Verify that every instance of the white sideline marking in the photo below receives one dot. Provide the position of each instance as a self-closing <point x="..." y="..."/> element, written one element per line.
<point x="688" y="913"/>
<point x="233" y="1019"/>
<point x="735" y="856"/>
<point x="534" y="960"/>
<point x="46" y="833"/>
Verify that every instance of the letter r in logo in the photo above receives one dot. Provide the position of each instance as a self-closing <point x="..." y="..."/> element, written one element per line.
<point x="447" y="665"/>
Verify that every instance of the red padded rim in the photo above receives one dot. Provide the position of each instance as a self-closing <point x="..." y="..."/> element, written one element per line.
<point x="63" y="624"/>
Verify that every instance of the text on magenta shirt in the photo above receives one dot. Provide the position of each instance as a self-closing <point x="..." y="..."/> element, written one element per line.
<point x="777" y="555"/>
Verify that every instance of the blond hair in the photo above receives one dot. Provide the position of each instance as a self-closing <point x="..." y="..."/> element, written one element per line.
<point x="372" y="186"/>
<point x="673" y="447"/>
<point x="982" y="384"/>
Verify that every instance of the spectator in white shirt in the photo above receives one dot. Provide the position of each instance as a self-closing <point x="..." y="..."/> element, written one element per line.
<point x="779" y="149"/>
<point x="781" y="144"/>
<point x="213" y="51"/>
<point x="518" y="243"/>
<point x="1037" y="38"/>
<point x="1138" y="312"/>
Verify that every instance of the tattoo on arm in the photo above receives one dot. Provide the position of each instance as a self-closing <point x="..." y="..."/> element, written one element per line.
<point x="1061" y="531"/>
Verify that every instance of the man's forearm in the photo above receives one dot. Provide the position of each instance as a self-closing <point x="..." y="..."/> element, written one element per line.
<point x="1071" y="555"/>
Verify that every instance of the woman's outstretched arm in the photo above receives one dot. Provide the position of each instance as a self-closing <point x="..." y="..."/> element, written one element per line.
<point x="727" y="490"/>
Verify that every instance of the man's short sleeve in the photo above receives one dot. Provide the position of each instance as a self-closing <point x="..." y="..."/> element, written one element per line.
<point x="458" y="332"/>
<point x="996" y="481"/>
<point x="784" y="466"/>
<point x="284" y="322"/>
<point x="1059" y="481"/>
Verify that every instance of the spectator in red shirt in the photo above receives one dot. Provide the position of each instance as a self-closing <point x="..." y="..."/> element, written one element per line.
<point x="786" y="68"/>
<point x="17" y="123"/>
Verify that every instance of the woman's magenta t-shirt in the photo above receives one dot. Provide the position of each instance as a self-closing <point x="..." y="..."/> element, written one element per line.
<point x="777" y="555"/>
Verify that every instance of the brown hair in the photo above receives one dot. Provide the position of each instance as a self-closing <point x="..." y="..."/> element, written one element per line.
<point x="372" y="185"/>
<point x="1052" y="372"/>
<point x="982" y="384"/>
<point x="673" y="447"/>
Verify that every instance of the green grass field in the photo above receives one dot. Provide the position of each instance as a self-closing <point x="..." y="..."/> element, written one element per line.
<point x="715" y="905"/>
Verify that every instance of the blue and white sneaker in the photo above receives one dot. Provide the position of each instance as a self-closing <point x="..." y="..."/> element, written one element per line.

========

## SHORT EXERCISE
Reproduce the material above line for line, without altering any character.

## ANSWER TO THIS PROBLEM
Verify that every instance of the white sideline marking in the photo below receives one dot. Provide the position of each instance as a self-closing <point x="..." y="..."/> element, written one element per line.
<point x="688" y="913"/>
<point x="233" y="1019"/>
<point x="735" y="856"/>
<point x="534" y="960"/>
<point x="46" y="833"/>
Verify that every instance of the letter r in logo in the photo above receives one dot. Provide the position of each instance as a self-closing <point x="..." y="..."/> element, written one element per line.
<point x="447" y="665"/>
Verify that every instance of the red padded rim in the photo above receives one dot. Provide the position of each instance as a self-closing <point x="..." y="..."/> element, written one element per line.
<point x="63" y="624"/>
Verify that every instance of the text on magenta shirt in the photo above receives one dot. Provide the position of each instance as a self-closing <point x="..." y="..."/> element, written one element per line.
<point x="777" y="555"/>
Verify that every instance of the blond hair in the photo above receives one dot. Provide the position of each instance as a self-closing <point x="..." y="..."/> element, written one element per line.
<point x="372" y="186"/>
<point x="673" y="447"/>
<point x="982" y="384"/>
Verify that every instance of the spectator in white shirt in the photo above receives one dot. Provide the position of each instance as a self-closing <point x="..." y="..."/> element, written one element per line.
<point x="779" y="149"/>
<point x="781" y="144"/>
<point x="213" y="51"/>
<point x="518" y="243"/>
<point x="1037" y="38"/>
<point x="1138" y="312"/>
Verify that every instance of the tattoo on arm in the photo above receives one dot. Provide the position of each instance as a self-closing <point x="..." y="..."/> element, written one element per line.
<point x="1061" y="531"/>
Verify that every instance of the man's forearm in the photo above receives one dot. Provide the position of each instance as a self-closing <point x="..." y="..."/> element, written one element per line.
<point x="1071" y="555"/>
Verify that every instance of the woman's outstretched arm in the photo above receives one dot. Provide the position of each instance as a self-closing <point x="..." y="..."/> element, written one element per line.
<point x="727" y="490"/>
Verify that every instance of the man's short sleeve in the photo above receives one dot. Provide the position of each instance as a self-closing <point x="..." y="..."/> element, written one element per line.
<point x="458" y="332"/>
<point x="996" y="481"/>
<point x="784" y="466"/>
<point x="284" y="322"/>
<point x="1059" y="481"/>
Verify that every instance of the spectator in red shirt in the photo above receives one dot. Provide the position of each instance as a self-closing <point x="..." y="..."/> element, written one element per line.
<point x="786" y="68"/>
<point x="17" y="123"/>
Verify that every instance of the woman's magenta t-shirt in the photo above receives one dot. Provide the position of each instance as a self-closing <point x="..." y="..."/> element, written one element per line.
<point x="777" y="555"/>
Verify that every instance of the brown hair in the photo above receives one dot. Provide the position of each instance as a self-closing <point x="..." y="..."/> element, written one element per line.
<point x="372" y="185"/>
<point x="1052" y="372"/>
<point x="982" y="384"/>
<point x="673" y="447"/>
Verify that every instance of the green grass field in the photo above receives one dot. Provide the position of each instance as a self-closing <point x="..." y="..."/> element, written one element per line.
<point x="715" y="905"/>
Verify that every instance of the blue and white sneaker in the photo above receives one dot. Provide the position of each instance as a self-closing <point x="..." y="..."/> element, written one element per line.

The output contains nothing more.